## [Task]
Please update the rows below by replacing every "positive clicks" with "foreground clicks" and leaving everything else the same. Omit the pictures from your answer.

## [Stored items]
=-=-=-=-=
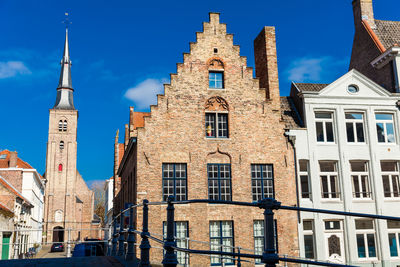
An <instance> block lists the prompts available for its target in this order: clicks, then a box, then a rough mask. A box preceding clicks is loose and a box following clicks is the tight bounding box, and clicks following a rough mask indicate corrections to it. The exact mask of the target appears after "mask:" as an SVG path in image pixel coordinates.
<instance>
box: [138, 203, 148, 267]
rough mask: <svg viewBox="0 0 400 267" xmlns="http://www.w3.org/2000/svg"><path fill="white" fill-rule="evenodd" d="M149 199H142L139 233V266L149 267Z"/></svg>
mask: <svg viewBox="0 0 400 267" xmlns="http://www.w3.org/2000/svg"><path fill="white" fill-rule="evenodd" d="M148 204H149V201H148V200H147V199H144V200H143V228H142V233H141V234H140V236H141V238H142V242H141V243H140V265H139V266H140V267H150V248H151V246H150V242H149V238H148V237H147V236H148V235H150V233H149V206H148Z"/></svg>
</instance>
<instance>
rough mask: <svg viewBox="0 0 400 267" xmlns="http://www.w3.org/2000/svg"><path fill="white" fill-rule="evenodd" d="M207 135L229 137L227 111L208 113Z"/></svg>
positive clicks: (224, 137) (207, 135) (223, 137)
mask: <svg viewBox="0 0 400 267" xmlns="http://www.w3.org/2000/svg"><path fill="white" fill-rule="evenodd" d="M206 137H208V138H228V114H227V113H206Z"/></svg>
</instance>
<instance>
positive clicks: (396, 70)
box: [349, 0, 400, 93]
=-=-=-=-=
## [Solved problem]
An <instance> block lists the prompts available for its target in this order: clicks, then a box, then a rough mask. A box preceding clicks is loose and a box following clicks is the tight bounding box, and clicks following a rough mask indicate corrections to it. The exact mask of the target appears after "mask:" as an SVG path in image pixel coordinates.
<instance>
box: [138, 203, 148, 267]
rough mask: <svg viewBox="0 0 400 267" xmlns="http://www.w3.org/2000/svg"><path fill="white" fill-rule="evenodd" d="M149 199H142L139 233V266L149 267Z"/></svg>
mask: <svg viewBox="0 0 400 267" xmlns="http://www.w3.org/2000/svg"><path fill="white" fill-rule="evenodd" d="M148 204H149V201H148V200H147V199H144V200H143V228H142V233H141V234H140V236H141V238H142V242H141V243H140V265H139V266H140V267H150V248H151V246H150V242H149V238H148V237H147V236H148V235H150V233H149V206H148Z"/></svg>
</instance>
<instance>
rough mask: <svg viewBox="0 0 400 267" xmlns="http://www.w3.org/2000/svg"><path fill="white" fill-rule="evenodd" d="M207 135L229 137L227 111L208 113Z"/></svg>
foreground clicks: (224, 137) (207, 135) (223, 137)
mask: <svg viewBox="0 0 400 267" xmlns="http://www.w3.org/2000/svg"><path fill="white" fill-rule="evenodd" d="M206 137H208V138H228V114H227V113H206Z"/></svg>
</instance>
<instance>
foreground clicks: (396, 70)
box: [349, 0, 400, 93]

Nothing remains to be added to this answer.